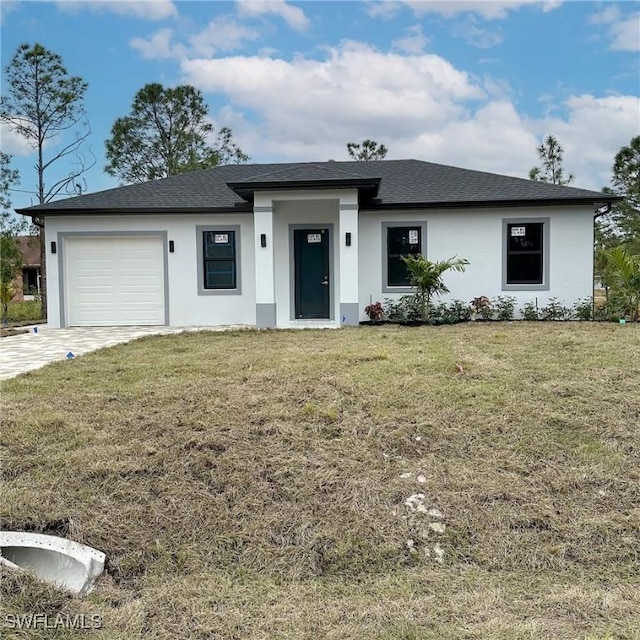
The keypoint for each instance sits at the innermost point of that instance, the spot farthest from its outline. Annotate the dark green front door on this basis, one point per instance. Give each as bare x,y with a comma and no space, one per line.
311,260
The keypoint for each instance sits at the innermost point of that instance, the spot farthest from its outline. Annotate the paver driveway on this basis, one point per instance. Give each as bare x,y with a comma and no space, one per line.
32,350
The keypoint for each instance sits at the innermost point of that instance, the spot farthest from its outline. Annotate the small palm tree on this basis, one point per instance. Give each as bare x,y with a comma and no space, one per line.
623,271
426,277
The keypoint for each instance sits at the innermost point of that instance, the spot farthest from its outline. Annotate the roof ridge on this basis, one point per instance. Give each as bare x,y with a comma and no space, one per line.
297,166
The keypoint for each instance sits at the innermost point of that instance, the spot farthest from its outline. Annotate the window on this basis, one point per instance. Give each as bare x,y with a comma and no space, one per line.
401,241
218,259
526,254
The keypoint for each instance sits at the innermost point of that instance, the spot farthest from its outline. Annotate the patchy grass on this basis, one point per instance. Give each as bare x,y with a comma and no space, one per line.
23,312
248,484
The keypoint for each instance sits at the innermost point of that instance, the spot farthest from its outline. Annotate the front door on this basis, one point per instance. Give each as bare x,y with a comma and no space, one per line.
311,260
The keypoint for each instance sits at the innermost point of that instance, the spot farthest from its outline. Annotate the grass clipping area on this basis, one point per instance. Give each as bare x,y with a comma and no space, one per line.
339,484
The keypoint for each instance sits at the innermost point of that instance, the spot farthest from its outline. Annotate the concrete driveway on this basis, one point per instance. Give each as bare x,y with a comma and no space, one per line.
42,345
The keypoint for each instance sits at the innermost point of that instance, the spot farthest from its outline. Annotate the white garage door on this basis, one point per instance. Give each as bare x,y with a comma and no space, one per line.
112,281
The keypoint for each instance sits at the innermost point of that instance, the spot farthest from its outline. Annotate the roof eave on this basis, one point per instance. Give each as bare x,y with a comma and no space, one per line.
241,207
246,189
530,202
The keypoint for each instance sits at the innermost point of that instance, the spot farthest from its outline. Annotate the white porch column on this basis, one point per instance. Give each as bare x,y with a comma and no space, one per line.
348,242
264,260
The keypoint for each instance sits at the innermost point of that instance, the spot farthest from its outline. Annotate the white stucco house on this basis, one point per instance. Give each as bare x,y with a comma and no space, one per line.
307,244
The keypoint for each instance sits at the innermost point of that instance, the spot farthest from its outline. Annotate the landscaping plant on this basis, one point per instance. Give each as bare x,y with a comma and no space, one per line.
426,277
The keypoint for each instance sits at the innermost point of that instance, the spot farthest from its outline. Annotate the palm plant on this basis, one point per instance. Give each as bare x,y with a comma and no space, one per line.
623,272
426,277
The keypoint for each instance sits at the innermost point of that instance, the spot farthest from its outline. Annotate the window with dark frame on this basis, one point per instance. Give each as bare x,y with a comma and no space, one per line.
219,257
401,241
525,253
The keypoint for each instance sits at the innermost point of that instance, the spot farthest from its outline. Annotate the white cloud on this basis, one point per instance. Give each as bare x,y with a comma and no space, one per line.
623,32
306,99
490,10
419,106
145,9
475,35
592,132
293,16
158,46
222,34
413,42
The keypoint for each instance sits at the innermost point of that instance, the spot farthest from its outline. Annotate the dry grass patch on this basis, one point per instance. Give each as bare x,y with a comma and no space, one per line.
256,484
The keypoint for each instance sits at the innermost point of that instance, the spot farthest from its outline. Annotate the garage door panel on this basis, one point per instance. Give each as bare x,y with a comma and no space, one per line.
112,281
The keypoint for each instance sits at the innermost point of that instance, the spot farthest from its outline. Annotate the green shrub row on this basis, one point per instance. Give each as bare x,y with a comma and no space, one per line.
407,310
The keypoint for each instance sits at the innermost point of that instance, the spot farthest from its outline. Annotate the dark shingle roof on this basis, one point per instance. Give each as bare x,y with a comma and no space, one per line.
402,184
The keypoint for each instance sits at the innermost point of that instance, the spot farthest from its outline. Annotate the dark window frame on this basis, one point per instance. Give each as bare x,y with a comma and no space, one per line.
508,282
421,226
203,260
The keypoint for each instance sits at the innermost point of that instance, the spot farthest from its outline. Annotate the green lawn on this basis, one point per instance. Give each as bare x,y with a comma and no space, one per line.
256,484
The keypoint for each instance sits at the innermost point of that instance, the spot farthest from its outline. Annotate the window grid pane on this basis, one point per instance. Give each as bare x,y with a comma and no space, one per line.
524,253
401,241
219,260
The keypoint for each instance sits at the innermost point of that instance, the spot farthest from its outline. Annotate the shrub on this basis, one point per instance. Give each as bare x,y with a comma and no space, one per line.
555,310
374,311
461,310
583,309
482,307
505,307
530,311
23,312
405,309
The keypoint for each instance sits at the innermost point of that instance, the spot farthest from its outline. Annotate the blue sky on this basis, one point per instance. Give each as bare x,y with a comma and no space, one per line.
473,84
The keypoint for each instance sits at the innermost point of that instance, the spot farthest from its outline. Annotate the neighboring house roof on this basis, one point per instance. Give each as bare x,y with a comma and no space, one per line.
30,249
383,184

- Given request -
Produce an exact repeat of the lines from the one containing "Annotate the shrub" through the last line of the data, and nothing more.

- Answer -
The keypoint for each instance sits at the innermost point of that instance, the spot farthest from its outline. Annotate the shrub on this basis, one point per instance. Give each as bare x,y with a comma and no space, one per line.
555,310
374,311
461,310
583,309
482,307
505,307
530,311
23,312
405,309
The keypoint for each instance sits at the innermost point of that instance, the spot farthest from its outline. Annotate the blue sky on this basis, one point per instance. Give each as bare x,y with a comma and no space, one per line.
473,84
The keypoint for each instance sits at the innermost point of that instance, the spot farthest from its outline. Annotate the neighboring house roof on this basis, one point per instance. Give each as bare x,y with a comma and no space, one per line.
30,249
383,184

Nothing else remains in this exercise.